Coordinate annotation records
==============================

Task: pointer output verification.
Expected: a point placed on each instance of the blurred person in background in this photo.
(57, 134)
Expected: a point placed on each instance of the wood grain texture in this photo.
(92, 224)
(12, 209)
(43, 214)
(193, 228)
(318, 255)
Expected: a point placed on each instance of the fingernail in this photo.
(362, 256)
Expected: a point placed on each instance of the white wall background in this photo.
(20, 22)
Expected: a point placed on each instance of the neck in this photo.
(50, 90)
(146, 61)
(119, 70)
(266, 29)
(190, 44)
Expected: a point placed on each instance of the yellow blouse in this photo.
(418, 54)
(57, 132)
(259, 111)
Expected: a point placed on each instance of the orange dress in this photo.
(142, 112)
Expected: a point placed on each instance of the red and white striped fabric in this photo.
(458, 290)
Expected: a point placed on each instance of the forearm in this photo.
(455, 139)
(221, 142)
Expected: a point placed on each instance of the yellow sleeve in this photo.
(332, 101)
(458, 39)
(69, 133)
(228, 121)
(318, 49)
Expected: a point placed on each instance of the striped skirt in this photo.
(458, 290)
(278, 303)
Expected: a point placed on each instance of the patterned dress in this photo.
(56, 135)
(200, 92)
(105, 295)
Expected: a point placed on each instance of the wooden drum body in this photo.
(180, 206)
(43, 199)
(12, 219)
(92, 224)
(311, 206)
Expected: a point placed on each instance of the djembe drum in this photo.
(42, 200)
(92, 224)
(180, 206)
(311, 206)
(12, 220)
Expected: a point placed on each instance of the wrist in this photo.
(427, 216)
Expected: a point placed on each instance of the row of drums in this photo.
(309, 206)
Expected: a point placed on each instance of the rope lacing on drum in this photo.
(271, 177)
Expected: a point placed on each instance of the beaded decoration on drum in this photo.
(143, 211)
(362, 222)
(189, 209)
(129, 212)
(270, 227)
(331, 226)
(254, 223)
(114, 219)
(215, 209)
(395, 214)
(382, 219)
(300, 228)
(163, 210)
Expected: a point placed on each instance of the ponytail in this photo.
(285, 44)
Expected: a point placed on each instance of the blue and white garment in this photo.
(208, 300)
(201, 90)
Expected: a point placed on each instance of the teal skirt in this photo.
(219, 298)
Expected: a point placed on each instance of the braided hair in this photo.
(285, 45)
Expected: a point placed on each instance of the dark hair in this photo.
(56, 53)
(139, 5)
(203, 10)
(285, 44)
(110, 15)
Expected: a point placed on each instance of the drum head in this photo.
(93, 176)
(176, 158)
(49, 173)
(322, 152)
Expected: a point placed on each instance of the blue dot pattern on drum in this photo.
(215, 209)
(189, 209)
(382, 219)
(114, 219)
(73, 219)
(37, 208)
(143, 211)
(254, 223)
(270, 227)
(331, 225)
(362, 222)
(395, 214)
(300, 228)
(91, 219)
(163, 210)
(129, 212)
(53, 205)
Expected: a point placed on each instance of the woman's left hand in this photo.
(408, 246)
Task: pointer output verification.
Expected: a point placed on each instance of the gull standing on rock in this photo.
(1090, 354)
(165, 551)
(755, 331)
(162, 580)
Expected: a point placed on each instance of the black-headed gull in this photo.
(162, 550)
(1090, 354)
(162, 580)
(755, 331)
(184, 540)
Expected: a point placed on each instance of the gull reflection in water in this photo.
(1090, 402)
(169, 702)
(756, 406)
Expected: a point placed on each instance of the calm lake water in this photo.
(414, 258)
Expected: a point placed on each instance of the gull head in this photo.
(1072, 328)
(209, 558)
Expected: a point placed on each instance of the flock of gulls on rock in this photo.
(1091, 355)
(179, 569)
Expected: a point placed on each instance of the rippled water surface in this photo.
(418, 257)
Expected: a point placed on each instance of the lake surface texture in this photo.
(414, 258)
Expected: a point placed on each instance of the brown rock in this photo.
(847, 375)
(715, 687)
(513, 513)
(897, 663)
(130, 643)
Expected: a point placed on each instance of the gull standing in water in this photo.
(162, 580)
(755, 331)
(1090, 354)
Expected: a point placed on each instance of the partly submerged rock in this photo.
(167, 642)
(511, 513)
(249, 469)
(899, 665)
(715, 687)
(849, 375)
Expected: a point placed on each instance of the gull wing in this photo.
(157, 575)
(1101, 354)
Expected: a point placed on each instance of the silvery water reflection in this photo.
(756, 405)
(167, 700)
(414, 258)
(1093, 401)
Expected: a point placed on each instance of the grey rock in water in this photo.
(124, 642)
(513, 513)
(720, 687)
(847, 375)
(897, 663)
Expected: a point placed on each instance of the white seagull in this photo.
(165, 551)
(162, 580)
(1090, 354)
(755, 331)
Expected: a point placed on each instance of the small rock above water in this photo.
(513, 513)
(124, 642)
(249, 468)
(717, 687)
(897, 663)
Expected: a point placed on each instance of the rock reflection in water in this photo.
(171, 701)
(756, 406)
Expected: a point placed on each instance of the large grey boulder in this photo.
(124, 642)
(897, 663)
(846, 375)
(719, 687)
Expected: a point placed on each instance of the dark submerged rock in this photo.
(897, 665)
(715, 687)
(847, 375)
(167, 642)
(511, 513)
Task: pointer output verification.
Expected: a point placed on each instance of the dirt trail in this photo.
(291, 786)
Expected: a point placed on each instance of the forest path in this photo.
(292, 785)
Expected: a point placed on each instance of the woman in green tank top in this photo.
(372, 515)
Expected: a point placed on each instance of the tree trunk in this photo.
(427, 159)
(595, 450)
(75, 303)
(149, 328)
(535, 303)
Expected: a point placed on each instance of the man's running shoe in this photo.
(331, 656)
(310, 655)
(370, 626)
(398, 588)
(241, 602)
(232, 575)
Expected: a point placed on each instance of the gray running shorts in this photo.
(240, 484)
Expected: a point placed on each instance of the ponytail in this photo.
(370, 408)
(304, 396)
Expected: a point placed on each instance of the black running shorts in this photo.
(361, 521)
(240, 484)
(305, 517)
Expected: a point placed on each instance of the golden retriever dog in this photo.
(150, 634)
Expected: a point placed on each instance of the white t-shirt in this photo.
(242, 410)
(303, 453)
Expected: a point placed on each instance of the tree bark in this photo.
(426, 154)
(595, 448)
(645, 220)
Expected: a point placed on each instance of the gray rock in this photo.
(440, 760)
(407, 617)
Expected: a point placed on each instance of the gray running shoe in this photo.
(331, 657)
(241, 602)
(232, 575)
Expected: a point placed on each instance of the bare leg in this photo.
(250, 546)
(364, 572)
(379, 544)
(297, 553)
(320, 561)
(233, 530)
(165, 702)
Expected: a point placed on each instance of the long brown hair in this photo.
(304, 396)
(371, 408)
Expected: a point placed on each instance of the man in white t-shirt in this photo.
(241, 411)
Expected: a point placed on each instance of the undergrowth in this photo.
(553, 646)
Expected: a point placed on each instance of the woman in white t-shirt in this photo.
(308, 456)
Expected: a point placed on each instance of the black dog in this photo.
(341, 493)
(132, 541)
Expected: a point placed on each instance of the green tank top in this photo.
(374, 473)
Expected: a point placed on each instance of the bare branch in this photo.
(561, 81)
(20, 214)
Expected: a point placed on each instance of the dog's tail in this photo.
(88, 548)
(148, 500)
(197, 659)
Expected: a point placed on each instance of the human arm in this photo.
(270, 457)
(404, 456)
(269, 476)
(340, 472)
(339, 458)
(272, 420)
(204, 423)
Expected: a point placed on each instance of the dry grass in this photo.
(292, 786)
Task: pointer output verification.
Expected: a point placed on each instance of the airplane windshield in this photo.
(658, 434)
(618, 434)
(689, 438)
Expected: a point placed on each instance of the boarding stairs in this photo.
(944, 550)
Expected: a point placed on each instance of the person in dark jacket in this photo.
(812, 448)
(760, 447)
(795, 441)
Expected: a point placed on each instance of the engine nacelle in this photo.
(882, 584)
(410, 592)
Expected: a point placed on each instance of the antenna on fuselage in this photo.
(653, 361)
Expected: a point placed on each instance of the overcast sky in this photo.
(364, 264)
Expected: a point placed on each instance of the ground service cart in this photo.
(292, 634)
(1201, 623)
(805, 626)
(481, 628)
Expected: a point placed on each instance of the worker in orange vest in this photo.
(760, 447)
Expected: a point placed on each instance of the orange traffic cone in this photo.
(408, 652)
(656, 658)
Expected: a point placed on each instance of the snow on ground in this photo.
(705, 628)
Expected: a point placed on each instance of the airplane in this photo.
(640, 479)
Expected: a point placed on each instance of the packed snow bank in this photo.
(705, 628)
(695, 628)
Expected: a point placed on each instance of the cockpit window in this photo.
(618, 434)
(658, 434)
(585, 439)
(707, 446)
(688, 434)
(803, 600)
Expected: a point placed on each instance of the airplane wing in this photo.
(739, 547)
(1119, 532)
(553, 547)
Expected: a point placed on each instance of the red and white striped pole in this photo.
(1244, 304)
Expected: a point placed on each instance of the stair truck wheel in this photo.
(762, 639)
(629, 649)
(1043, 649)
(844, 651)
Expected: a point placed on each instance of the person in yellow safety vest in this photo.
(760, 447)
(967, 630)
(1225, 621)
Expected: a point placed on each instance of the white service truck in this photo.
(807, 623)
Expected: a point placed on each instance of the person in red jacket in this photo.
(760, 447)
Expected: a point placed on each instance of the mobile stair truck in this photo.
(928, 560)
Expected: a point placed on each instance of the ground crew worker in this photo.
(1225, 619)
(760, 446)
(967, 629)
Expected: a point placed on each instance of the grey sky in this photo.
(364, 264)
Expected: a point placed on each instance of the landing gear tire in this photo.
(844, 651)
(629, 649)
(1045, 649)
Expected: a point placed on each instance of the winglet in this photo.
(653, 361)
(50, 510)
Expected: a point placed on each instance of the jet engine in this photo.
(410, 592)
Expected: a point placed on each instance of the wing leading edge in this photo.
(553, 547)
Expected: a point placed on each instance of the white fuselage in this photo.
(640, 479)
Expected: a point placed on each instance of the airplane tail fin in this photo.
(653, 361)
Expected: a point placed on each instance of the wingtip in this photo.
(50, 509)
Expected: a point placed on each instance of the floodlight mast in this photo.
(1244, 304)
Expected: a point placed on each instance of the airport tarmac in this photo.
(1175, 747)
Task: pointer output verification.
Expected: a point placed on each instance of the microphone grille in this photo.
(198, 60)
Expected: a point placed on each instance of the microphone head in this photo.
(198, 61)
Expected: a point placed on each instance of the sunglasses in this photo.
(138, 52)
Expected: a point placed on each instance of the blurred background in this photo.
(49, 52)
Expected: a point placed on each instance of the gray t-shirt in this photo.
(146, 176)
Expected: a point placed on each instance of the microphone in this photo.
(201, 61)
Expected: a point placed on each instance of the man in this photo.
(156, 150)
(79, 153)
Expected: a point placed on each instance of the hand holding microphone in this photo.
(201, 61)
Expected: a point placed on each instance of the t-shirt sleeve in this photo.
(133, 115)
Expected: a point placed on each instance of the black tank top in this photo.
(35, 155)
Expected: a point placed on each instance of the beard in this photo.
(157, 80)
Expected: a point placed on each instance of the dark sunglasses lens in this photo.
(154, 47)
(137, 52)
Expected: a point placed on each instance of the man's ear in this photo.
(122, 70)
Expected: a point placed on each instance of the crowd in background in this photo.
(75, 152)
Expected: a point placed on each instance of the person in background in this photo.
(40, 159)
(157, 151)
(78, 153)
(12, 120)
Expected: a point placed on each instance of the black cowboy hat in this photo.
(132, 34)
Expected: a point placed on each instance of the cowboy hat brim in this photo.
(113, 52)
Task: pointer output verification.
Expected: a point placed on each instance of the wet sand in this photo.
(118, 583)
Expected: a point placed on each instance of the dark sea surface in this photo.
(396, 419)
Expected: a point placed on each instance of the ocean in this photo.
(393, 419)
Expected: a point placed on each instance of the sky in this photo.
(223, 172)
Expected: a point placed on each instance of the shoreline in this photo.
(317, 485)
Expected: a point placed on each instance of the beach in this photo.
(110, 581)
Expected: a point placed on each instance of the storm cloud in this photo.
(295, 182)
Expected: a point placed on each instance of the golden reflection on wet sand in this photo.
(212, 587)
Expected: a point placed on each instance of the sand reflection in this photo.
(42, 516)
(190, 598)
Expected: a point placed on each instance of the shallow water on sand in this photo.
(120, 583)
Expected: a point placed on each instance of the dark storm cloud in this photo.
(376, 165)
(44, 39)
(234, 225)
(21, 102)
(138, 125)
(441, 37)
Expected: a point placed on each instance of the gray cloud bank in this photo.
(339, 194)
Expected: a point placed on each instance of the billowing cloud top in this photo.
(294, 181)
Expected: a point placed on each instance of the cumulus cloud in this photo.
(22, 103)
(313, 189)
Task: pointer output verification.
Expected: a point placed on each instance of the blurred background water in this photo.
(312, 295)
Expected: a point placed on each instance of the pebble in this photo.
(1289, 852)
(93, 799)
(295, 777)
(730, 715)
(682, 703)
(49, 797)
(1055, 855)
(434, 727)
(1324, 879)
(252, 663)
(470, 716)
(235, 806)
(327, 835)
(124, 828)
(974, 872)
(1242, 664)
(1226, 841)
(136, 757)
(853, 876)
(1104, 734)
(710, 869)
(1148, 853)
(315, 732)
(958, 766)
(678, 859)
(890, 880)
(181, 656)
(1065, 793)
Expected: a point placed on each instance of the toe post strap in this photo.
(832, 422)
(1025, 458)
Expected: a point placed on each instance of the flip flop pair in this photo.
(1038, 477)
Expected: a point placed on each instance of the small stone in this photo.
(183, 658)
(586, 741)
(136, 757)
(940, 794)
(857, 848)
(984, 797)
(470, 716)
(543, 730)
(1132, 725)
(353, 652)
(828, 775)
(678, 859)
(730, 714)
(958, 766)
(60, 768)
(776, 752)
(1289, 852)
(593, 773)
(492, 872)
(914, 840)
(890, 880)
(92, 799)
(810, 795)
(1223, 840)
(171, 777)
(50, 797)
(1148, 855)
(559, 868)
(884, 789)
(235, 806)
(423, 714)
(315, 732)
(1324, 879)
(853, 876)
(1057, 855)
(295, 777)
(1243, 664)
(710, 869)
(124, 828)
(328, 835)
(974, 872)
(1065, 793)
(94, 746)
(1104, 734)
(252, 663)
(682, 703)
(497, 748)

==============================

EXERCISE:
Only the lines from the one that contains "Expected: a point placed on each instance of the shallow" through the last line should be repeated, each exactly as it stands, with both ends included.

FULL OUTPUT:
Expected: a point placed on each instance of the shallow water on sand in this photo.
(120, 583)
Expected: a point placed on each instance of the dark storm cloud in this photo.
(376, 165)
(44, 39)
(234, 225)
(21, 102)
(138, 125)
(441, 37)
Expected: a point placed on each instance of the gray cloud bank in this photo.
(339, 194)
Expected: a point placed on each instance of the billowing cloud top in this photo.
(294, 181)
Expected: a point placed on each instance of the cumulus cloud in this photo.
(22, 103)
(313, 189)
Task: pointer output verification.
Expected: a point placed on each instance of the blurred background water in this photo.
(312, 295)
Expected: a point placed on each instance of the pebble in this photo.
(1289, 852)
(93, 799)
(295, 777)
(730, 715)
(682, 703)
(49, 797)
(1055, 855)
(434, 727)
(1324, 879)
(252, 663)
(470, 716)
(235, 806)
(327, 835)
(124, 828)
(974, 872)
(1242, 664)
(1226, 841)
(136, 757)
(853, 876)
(1104, 734)
(710, 869)
(1148, 853)
(315, 732)
(958, 766)
(678, 859)
(890, 880)
(181, 656)
(1065, 793)
Expected: a point placed on each instance of the toe post strap in this photo.
(832, 422)
(1025, 458)
Expected: a point placed on each instance of the flip flop pair in this photo.
(1038, 477)
Expected: a point placed on each instance of the small stone in this photo.
(183, 658)
(586, 741)
(136, 757)
(940, 794)
(857, 848)
(984, 797)
(470, 716)
(543, 730)
(1132, 725)
(353, 652)
(828, 775)
(678, 859)
(730, 714)
(958, 766)
(60, 768)
(776, 752)
(1289, 852)
(593, 773)
(492, 872)
(914, 840)
(890, 880)
(92, 799)
(810, 795)
(1223, 840)
(171, 777)
(50, 797)
(1148, 855)
(559, 868)
(884, 789)
(235, 806)
(423, 714)
(315, 732)
(1324, 879)
(853, 876)
(1057, 855)
(295, 777)
(1243, 664)
(710, 869)
(124, 828)
(328, 835)
(974, 872)
(1065, 793)
(94, 746)
(1104, 734)
(252, 663)
(682, 703)
(497, 748)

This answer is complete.